After completing teaching the unit of circular motion using POGIL and traditional methods that took four weeks, grade 12 students were then given the same post-tests both in treatment and control groups. The data collected were coded and given numbers to be ready for analysis.
Data collection procedures took place in two phases: Pre-intervention and post-intervention. In the pre-intervention, the instrument (KAR) was administered before the intervention. In phase two, the same instrument was also administered. Grade 12 students in both schools, control, and treatment groups were given a pre-test. This test was given in 45 minutes. The exam papers were corrected by the researcher and moderated by another teacher to ensure the correct results.

Analysis

Data were coded and entered a computer using of statistical analysis namely Statistical Package for Social Sciences (SPSS) version 27. This program used in different stages of data processing to process the raw data (Control and Experimental). The research question was analyzed by two kinds of analysis. Firstly, an independent-sample t-test was calculated to compare the mean scores of the science achievement in the pretest between the treatment group and control group. Similarly, another independent-sample t-test analysis was calculated to compare the mean scores of the science achievement in the posttest between the treatment group and control group as measured by the KAR Achievement Test. Secondly, a paired-samples t-test was conducted to compare the scores of the pretest and posttest within each group (treatment group and control group) separately as measured by the KAR Achievement Test.
※ ※ ※
* TASK 1: Reproduce the research methods passage from "Data collection procedures" to "the correct results.".
* TASK 2: According to the research methods passage, which software and version were used to analyze the data?
* TASK 3: Translate this sentence from the research methods passage into Spanish: "Data collection procedures took place in two phases: Pre-intervention and post-intervention."
The lines after this point are separate material, unrelated to the research methods passage.

(Dataset excerpts on object pointing)
※ ※ ※
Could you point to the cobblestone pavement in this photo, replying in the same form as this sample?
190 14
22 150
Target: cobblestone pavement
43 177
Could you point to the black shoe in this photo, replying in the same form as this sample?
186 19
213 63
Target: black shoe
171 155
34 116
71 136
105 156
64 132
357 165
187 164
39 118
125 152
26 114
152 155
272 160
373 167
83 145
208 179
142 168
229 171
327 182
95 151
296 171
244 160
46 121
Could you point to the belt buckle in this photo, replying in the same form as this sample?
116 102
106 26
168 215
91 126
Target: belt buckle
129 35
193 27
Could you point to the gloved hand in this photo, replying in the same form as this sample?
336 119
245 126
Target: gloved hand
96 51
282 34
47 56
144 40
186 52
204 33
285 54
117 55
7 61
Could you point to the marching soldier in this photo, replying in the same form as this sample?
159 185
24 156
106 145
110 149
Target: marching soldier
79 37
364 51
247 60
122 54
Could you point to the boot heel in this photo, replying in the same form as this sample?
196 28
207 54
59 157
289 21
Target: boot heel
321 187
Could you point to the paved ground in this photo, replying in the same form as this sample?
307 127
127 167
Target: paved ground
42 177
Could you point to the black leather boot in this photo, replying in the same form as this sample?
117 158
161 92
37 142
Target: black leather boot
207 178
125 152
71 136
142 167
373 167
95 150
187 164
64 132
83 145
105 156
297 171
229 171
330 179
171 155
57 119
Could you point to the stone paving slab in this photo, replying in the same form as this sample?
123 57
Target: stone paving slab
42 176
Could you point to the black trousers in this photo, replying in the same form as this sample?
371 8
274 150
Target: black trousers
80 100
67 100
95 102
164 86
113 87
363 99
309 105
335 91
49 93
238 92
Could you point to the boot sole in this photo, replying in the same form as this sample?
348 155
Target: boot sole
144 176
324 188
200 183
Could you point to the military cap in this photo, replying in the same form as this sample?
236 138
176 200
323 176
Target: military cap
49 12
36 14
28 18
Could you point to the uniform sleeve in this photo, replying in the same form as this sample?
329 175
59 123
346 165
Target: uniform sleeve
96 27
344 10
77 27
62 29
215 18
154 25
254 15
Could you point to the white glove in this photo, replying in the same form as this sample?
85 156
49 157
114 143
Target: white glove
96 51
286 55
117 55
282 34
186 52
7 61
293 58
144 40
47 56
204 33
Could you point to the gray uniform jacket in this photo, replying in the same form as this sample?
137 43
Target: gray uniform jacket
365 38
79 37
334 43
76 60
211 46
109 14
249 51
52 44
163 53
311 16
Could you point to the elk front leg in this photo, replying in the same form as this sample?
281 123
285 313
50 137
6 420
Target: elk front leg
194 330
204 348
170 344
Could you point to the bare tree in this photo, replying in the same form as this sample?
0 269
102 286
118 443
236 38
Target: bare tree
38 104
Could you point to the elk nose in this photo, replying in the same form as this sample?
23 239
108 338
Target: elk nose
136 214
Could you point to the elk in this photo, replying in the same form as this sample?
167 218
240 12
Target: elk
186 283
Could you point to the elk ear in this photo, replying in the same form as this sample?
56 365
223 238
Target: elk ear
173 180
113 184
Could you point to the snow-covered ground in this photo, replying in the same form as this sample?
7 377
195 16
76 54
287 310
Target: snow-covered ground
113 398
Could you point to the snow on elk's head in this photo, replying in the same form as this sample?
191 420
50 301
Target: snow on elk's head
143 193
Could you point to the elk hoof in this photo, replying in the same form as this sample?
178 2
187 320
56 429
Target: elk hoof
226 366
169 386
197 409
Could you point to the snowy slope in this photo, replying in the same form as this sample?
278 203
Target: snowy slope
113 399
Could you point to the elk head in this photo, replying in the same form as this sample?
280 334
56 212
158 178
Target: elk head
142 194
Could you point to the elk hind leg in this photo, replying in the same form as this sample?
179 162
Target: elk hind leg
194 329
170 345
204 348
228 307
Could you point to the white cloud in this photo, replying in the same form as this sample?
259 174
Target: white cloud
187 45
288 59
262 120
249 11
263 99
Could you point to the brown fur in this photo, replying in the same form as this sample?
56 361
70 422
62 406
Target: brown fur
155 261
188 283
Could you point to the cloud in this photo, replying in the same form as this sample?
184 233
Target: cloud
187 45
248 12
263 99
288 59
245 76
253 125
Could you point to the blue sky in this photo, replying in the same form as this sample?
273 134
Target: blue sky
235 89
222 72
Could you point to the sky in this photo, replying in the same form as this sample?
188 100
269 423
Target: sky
※ ※ ※
* EXERCISE RESULT 1:
Data collection procedures took place in two phases: Pre-intervention and post-intervention. In the pre-intervention, the instrument (KAR) was administered before the intervention. In phase two, the same instrument was also administered. Grade 12 students in both schools, control, and treatment groups were given a pre-test. This test was given in 45 minutes. The exam papers were corrected by the researcher and moderated by another teacher to ensure the correct results.

* EXERCISE RESULT 2: Statistical Package for Social Sciences (SPSS) version 27.

* EXERCISE RESULT 3: Los procedimientos de recopilación de datos se llevaron a cabo en dos fases: preintervención y posintervención.